# start of Reading text

NEW DELHI/HONG KONG:
The automaker Mahindra & Mahindra is in talks with global investors to raise between $250 million and $500 million to accelerate its plans to build electric vehicles (EVs), a source with direct knowledge of the matter told Reuters.
Mahindra is in early talks with global green funds and private equity firms, the person said, adding that it wants a long-term investor who can help build out its EV business.
Some investors, however, in recent months have shown interest in participating in a funding round of worth around $800 million, two banking industry sources said, adding that they have held talks with the company about such offers.
While Mahindra is not actively looking to raise a higher amount than $250-$500 million, it is not closed to the idea of raising the deal size depending on the terms and valuation, the first source said.
“Mahindra wants to bring a benchmark investor onboard but does not want to dilute a large stake at present,” he said, adding that these plans are at an early stage and subject to changes.
Mahindra’s new EV unit for which it is raising the funds was valued at $9.1 billion in July after its first raise of $250 million from British International Investment (BII).
It was not immediately clear what valuation the investors are offering or what the company is seeking for the new round.
Mahindra told Reuters in a statement it has committed to investing $500 million in the electric SUV space along with BII, and that the two companies will work together to bring other “like-minded, climate focussed investors” in the EV unit.

# end of Reading text
# start of Data segment

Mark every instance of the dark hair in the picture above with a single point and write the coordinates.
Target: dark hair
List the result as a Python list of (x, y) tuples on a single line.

# end of Data segment

▶ _Given problem 1_:
Rewrite the Mahindra funding report between "Mahindra’s new EV" and "the new round.", inclusive, changing "EV unit" to "electric vehicle unit".
▶ _Given problem 2_:
What would come next in the Mahindra funding report? Write its continuation, starting after the final sentence.

▶ _Exercise response 1_:
Mahindra’s new electric vehicle unit for which it is raising the funds was valued at $9.1 billion in July after its first raise of $250 million from British International Investment (BII).
It was not immediately clear what valuation the investors are offering or what the company is seeking for the new round.

▶ _Exercise response 2_:
The talks come weeks after Mahindra outlined an ambitious plan to launch five electric SUVs over the next few years and is targeting such models to make up 30% of its total annual SUV sales by March 2027. The carmaker’s first electric SUV is expected to be available for sale in January.
The funds will help the automaker build a war chest to compete against rival Tata Motors which dominates India’s nascent electric car market.
Tata, last year, raised $1 billion from TPG’s Rise Climate Fund for its EV unit at a valuation of $9.1 billion, making it the first major clean mobility deal in India.
In India, the world’s fourth-largest car market, electric models make up just 1% of total annual car sales of about 3 million units. The government wants to grow this to 30% by 2030 and is offering companies billions of dollars in incentives to build EVs and their components locally.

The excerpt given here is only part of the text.